[Listed records]
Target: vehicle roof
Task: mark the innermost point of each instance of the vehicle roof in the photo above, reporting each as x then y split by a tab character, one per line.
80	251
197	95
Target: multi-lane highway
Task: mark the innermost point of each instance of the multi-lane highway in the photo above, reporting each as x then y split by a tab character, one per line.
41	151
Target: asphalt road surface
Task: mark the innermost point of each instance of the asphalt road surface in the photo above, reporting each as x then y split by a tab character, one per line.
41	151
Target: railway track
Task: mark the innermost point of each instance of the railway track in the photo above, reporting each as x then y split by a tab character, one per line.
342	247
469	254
[/Listed records]
In the entries above, find each line with the word "Target" and copy it.

Target: vehicle roof
Target: multi-lane highway
Target: asphalt road surface
Target: railway track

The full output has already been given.